- _Text segment_:
Abstract:
An evaporative cooler blower rotor-shaft securing hub adapted to re-secure a failed blower rotor bushing attaching to the blower rotor central shaft comprising a pair of steel straps having a half circle formed in each, said steel straps adapted to encircle and hold the central shaft in fixed relationship, and a pair of concentric half circle flanges with attached right angle brackets, said right angle brackets adapted to be attached to said central shaft securing steel straps, and said concentric half circle flanges adapted to be secured to said blower rotor bushing whereby the concentric half circle flanges secure the blower rotor bushing to the steel straps encircling the central shaft, and the steel straps secure against the central shaft whereupon the blower rotor bushing is re-secured to the central shaft.

Description:
BACKGROUND OF THE INVENTION 
     In those areas of the world which are characterized by a dry climate during the hot periods of the year, evaporative coolers have been long utilized as a means to achieve space cooling. In an evaporative cooler of the type currently in use in the Southwestern portion of the United States, the construction is characterized by an internally enclosed air blower mechanism surrounded by water soaked pads, air being drawn from the outside through the water soaked pads by the internally contained blower and then the moisture laiden air, now cooled by the evaporation of water, is directed to the home or building which is to receive the space cooling. In this respect, it is common to re-circulate water through the outside pads, the water being collected in a common pan situated below the pads through which the air passes. 
     The blower mechanism most common to the evaporative cooler comprises a motor driven squirrel cage type blower rotor and a cylindrical enclosure. Air is drawn into the squirrel cage blower rotor at each of its circular ends. The squirrel cage blower rotor is surrounded by the cylindrical enclosure which has an opening located tangentially the cylindrical surface of the rotor and transverse the axis of the rotor, and also has opposite openings proximate the circular ends of the rotor. The blower rotor forcifully directs the air out the tangentially located opening. 
     The evaporative cooler squirrel cage type blower rotor is situated upon a central shaft which protrudes from both sides of oppositely located openings in the enclosure through which air enters, the central shaft held in place by bushings attached to the enclosure, and is rotationally driven by a pulley attached to the central shaft, the pulley attached in turn by a belt to the motor pulley. 
     In the construction of the squirrel cage blower rotors, it is common to have three spindles which connects the circular end of the blower rotor to a bushing located on the central shaft which is ultimately driven by the motor. These spindles are located at each end of the squirrel cage blower rotor. The bushings, in turn, are fixedly attached to the central shaft.

- _Problem description_: Please reproduce, word for word, everything in the evaporative cooler text from "In the construction" down to "attached to the central shaft.".

- _Data block_:
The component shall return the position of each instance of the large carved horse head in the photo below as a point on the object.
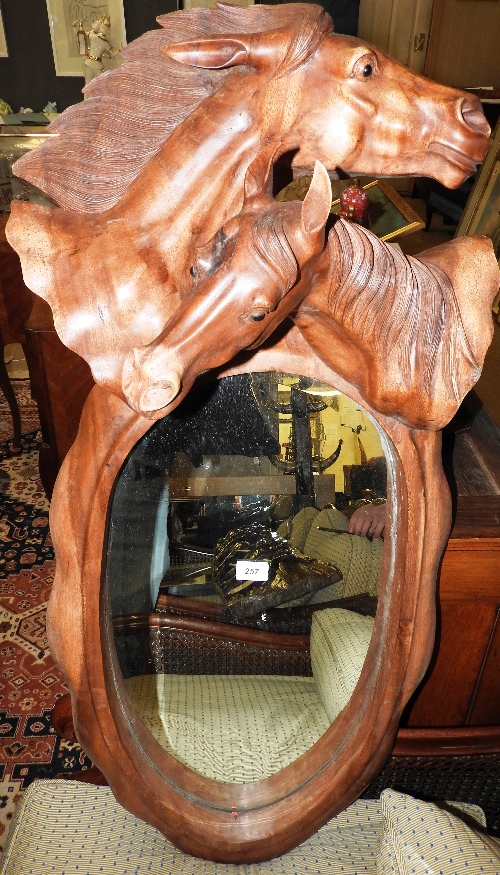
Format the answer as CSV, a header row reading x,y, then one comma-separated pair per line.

- _Solution for this exercise_:
In the construction of the squirrel cage blower rotors, it is common to have three spindles which connects the circular end of the blower rotor to a bushing located on the central shaft which is ultimately driven by the motor. These spindles are located at each end of the squirrel cage blower rotor. The bushings, in turn, are fixedly attached to the central shaft.